- _RECORDS FOR THIS TASK_:
********

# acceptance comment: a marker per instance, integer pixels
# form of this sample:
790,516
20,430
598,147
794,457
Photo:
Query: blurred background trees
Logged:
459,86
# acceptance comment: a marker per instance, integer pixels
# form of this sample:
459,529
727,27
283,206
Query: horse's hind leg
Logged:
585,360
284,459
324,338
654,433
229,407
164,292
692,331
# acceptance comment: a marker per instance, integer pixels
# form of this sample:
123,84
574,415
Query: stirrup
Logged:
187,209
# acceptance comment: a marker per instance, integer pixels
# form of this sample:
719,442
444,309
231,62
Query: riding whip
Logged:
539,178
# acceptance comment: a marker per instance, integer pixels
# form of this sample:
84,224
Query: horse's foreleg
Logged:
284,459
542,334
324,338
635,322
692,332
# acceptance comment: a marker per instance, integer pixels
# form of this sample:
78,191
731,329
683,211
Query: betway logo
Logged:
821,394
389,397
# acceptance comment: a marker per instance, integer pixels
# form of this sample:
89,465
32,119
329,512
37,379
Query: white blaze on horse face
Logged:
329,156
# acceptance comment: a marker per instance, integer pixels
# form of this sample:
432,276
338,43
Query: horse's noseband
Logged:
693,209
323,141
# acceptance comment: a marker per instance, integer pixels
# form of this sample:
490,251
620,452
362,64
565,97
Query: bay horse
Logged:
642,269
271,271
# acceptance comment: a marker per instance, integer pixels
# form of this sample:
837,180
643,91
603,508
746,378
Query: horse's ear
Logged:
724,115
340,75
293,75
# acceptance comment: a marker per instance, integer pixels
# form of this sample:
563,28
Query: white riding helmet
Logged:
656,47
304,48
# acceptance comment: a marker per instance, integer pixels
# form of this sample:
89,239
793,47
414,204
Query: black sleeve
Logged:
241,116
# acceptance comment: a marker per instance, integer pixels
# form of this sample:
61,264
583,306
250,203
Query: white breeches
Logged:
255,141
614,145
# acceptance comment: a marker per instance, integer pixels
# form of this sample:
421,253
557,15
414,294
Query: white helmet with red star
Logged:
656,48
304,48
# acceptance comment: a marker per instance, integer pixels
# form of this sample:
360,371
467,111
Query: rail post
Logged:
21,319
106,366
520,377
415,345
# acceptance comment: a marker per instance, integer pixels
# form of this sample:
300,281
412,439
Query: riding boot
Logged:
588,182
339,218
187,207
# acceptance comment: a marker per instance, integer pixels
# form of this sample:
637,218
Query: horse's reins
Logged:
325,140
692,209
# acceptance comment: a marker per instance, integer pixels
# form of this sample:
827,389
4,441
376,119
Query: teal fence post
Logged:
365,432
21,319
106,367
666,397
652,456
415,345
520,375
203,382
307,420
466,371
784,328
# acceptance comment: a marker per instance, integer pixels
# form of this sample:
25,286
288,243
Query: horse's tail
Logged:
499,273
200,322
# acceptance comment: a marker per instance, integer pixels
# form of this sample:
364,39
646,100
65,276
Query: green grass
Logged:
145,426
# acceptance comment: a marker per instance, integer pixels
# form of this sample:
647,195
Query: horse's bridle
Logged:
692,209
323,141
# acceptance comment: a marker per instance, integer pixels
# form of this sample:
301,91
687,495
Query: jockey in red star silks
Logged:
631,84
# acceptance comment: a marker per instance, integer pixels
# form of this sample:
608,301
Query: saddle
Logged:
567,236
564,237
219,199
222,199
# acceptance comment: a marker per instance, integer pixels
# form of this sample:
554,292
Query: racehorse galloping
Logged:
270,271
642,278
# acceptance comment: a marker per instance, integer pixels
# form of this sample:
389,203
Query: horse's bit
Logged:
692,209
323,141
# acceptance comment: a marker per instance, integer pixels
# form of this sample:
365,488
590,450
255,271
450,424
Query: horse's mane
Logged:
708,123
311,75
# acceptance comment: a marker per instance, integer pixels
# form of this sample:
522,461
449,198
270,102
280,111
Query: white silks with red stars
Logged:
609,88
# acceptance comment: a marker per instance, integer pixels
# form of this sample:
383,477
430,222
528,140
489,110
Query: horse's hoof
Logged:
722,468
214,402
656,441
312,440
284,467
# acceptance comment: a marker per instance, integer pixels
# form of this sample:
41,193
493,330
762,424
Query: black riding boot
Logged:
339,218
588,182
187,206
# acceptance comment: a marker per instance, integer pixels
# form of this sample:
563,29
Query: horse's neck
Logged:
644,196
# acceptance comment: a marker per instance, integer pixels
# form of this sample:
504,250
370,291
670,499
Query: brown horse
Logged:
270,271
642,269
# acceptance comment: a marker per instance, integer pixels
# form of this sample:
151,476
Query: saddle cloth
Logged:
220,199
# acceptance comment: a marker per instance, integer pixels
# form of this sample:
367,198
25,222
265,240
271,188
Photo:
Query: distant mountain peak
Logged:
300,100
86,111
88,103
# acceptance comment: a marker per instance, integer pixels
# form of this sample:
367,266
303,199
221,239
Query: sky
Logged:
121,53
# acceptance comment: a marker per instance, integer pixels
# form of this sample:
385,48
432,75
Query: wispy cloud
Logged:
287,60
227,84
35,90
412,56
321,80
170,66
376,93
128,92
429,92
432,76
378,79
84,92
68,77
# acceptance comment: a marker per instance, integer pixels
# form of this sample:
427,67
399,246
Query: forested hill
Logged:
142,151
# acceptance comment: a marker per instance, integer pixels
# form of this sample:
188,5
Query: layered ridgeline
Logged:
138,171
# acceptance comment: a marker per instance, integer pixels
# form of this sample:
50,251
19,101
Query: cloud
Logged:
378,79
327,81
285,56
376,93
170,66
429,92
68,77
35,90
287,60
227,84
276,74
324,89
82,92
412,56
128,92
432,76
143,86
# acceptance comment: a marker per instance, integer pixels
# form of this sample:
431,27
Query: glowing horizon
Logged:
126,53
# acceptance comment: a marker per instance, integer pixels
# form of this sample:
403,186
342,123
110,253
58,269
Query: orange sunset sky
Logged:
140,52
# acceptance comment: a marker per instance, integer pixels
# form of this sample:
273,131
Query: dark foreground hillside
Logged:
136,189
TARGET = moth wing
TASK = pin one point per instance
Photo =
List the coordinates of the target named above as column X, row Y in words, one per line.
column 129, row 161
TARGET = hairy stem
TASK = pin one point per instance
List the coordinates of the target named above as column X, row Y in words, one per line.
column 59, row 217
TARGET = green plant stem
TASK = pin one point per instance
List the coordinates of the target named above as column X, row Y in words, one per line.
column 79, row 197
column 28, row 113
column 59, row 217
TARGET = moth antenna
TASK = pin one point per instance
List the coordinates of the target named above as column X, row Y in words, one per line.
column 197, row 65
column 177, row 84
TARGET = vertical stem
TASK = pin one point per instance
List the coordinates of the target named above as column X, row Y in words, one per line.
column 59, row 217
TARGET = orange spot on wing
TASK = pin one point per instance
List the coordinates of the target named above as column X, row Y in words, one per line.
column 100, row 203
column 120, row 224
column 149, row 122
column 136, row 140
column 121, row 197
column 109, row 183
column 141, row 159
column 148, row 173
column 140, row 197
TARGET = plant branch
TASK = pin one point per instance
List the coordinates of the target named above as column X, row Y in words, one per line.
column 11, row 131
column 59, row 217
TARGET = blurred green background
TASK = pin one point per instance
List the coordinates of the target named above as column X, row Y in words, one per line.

********

- _STATED PROBLEM_:
All of the entries must be quoted exactly; please include each one.

- _FINISHED EXERCISE_:
# acceptance comment: a marker per instance, integer pixels
# form of this sample:
790,516
20,430
598,147
794,457
Photo:
Query: blurred background trees
Logged:
459,86
# acceptance comment: a marker per instance, integer pixels
# form of this sample:
459,529
727,27
283,206
Query: horse's hind leg
Logged:
585,360
284,459
324,338
654,433
229,407
164,292
692,331
# acceptance comment: a marker per instance, integer pixels
# form of this sample:
123,84
574,415
Query: stirrup
Logged:
187,209
# acceptance comment: a marker per instance, integer pixels
# form of this sample:
719,442
444,309
231,62
Query: riding whip
Logged:
539,178
# acceptance comment: a marker per instance, integer pixels
# form of this sample:
84,224
Query: horse's foreleg
Logged:
284,459
542,334
324,338
635,322
692,332
# acceptance comment: a marker per instance, integer pixels
# form of this sample:
78,191
731,329
683,211
Query: betway logo
Logged:
821,394
389,397
# acceptance comment: a marker per instance, integer pixels
# form of this sample:
89,465
32,119
329,512
37,379
Query: white blaze on horse face
Logged:
329,156
# acceptance comment: a marker per instance, integer pixels
# form of this sample:
432,276
338,43
Query: horse's noseband
Logged:
693,209
323,141
# acceptance comment: a marker per instance, integer pixels
# form of this sample:
490,251
620,452
362,64
565,97
Query: bay horse
Logged:
642,269
271,271
# acceptance comment: a marker per instance, integer pixels
# form of this sample:
837,180
643,91
603,508
746,378
Query: horse's ear
Logged:
724,115
340,75
293,75
# acceptance comment: a marker per instance, integer pixels
# form of this sample:
563,28
Query: white riding helmet
Logged:
656,47
304,48
# acceptance comment: a marker per instance, integer pixels
# form of this sample:
89,239
793,47
414,204
Query: black sleeve
Logged:
241,116
# acceptance comment: a marker per instance, integer pixels
# form of this sample:
61,264
583,306
250,203
Query: white breeches
Logged:
255,141
614,145
# acceptance comment: a marker per instance, integer pixels
# form of this sample:
421,253
557,15
414,294
Query: white helmet with red star
Logged:
656,48
304,48
# acceptance comment: a marker per instance, integer pixels
# form of this sample:
360,371
467,111
Query: rail post
Logged:
21,319
106,366
520,377
415,345
# acceptance comment: a marker per instance, integer pixels
# form of this sample:
300,281
412,439
Query: riding boot
Logged:
588,182
339,218
187,207
# acceptance comment: a marker per instance, integer pixels
# form of this sample:
637,218
Query: horse's reins
Logged:
325,140
692,209
# acceptance comment: a marker per instance, integer pixels
# form of this sample:
827,389
4,441
376,119
Query: teal fence post
Logged:
365,432
21,319
106,367
666,397
652,456
415,345
520,375
203,382
307,420
466,371
784,328
# acceptance comment: a marker per instance, integer pixels
# form of this sample:
25,286
288,243
Query: horse's tail
Logged:
499,273
200,322
# acceptance comment: a marker per instance, integer pixels
# form of this sample:
364,39
646,100
65,276
Query: green grass
Logged:
145,426
# acceptance comment: a marker per instance, integer pixels
# form of this sample:
647,195
Query: horse's bridle
Logged:
692,209
323,141
# acceptance comment: a marker per instance, integer pixels
# form of this sample:
301,91
687,495
Query: jockey in red star silks
Logged:
631,84
# acceptance comment: a marker per instance, integer pixels
# form of this sample:
608,301
Query: saddle
Logged:
567,236
564,237
219,199
222,199
# acceptance comment: a marker per instance, integer pixels
# form of this sample:
554,292
Query: racehorse galloping
Logged:
270,271
642,278
# acceptance comment: a marker per instance, integer pixels
# form of this sample:
389,203
Query: horse's bit
Logged:
692,209
323,141
# acceptance comment: a marker per instance, integer pixels
# form of this sample:
365,488
590,450
255,271
450,424
Query: horse's mane
Logged:
708,123
311,75
# acceptance comment: a marker per instance, integer pixels
# form of this sample:
522,461
449,198
270,102
280,111
Query: white silks with red stars
Logged:
609,88
# acceptance comment: a marker per instance, integer pixels
# form of this sample:
383,477
430,222
528,140
489,110
Query: horse's hoof
Logged:
722,468
214,402
656,441
312,440
284,467
# acceptance comment: a marker per instance, integer pixels
# form of this sample:
41,193
493,330
762,424
Query: black riding boot
Logged:
339,218
588,182
187,206
# acceptance comment: a marker per instance, integer pixels
# form of this sample:
563,29
Query: horse's neck
Logged:
644,196
# acceptance comment: a marker per instance, integer pixels
# form of this sample:
504,250
370,291
670,499
Query: brown horse
Logged:
270,271
642,269
# acceptance comment: a marker per instance, integer pixels
# form of this sample:
151,476
Query: saddle cloth
Logged:
220,199
# acceptance comment: a marker per instance, integer pixels
# form of this sample:
367,198
25,222
265,240
271,188
Photo:
Query: distant mountain peak
Logged:
300,100
86,111
88,103
# acceptance comment: a marker per instance, integer pixels
# form of this sample:
367,266
303,199
221,239
Query: sky
Logged:
121,53
# acceptance comment: a marker per instance, integer pixels
# form of this sample:
385,48
432,75
Query: wispy cloud
Logged:
287,60
227,84
35,90
412,56
321,80
170,66
376,93
128,92
429,92
432,76
378,79
84,92
68,77
# acceptance comment: a marker per instance, integer pixels
# form of this sample:
427,67
399,246
Query: forested hill
Logged:
142,151
# acceptance comment: a marker per instance, integer pixels
# form of this sample:
188,5
Query: layered ridgeline
Logged:
138,171
# acceptance comment: a marker per instance, integer pixels
# form of this sample:
50,251
19,101
Query: cloud
Logged:
378,79
327,81
285,56
376,93
170,66
429,92
68,77
35,90
287,60
227,84
276,74
324,89
82,92
412,56
128,92
432,76
143,86
# acceptance comment: a marker per instance, integer pixels
# form of this sample:
431,27
Query: glowing horizon
Logged:
126,53
# acceptance comment: a marker per instance, integer pixels
# form of this sample:
403,186
342,123
110,253
58,269
Query: orange sunset sky
Logged:
140,52
# acceptance comment: a marker per instance, integer pixels
# form of this sample:
273,131
Query: dark foreground hillside
Logged:
136,189
TARGET = moth wing
TASK = pin one point per instance
Photo =
List the coordinates of the target named above as column X, row Y in words, one per line.
column 129, row 161
TARGET = hairy stem
TASK = pin one point per instance
List the coordinates of the target named above as column X, row Y in words, one per line.
column 59, row 217
TARGET = green plant stem
TASK = pin one point per instance
List the coordinates of the target named above as column X, row Y in words, one per line.
column 79, row 197
column 28, row 113
column 59, row 217
TARGET = moth antenna
TASK = pin one point per instance
List the coordinates of the target named above as column X, row Y in words, one per line.
column 197, row 65
column 177, row 84
TARGET = vertical stem
TASK = pin one point per instance
List the coordinates of the target named above as column X, row Y in words, one per line.
column 59, row 217
TARGET = orange spot on wing
TASK = pin one point per instance
List the coordinates of the target named above as column X, row Y in words, one per line.
column 100, row 203
column 120, row 224
column 149, row 122
column 136, row 140
column 121, row 197
column 109, row 183
column 141, row 159
column 148, row 173
column 140, row 197
TARGET = plant branch
TASK = pin one point per instance
List the coordinates of the target named above as column X, row Y in words, one per line.
column 11, row 131
column 59, row 217
TARGET = blurred green background
TASK = pin one point per instance
List the coordinates of the target named above as column X, row Y in words, one per line.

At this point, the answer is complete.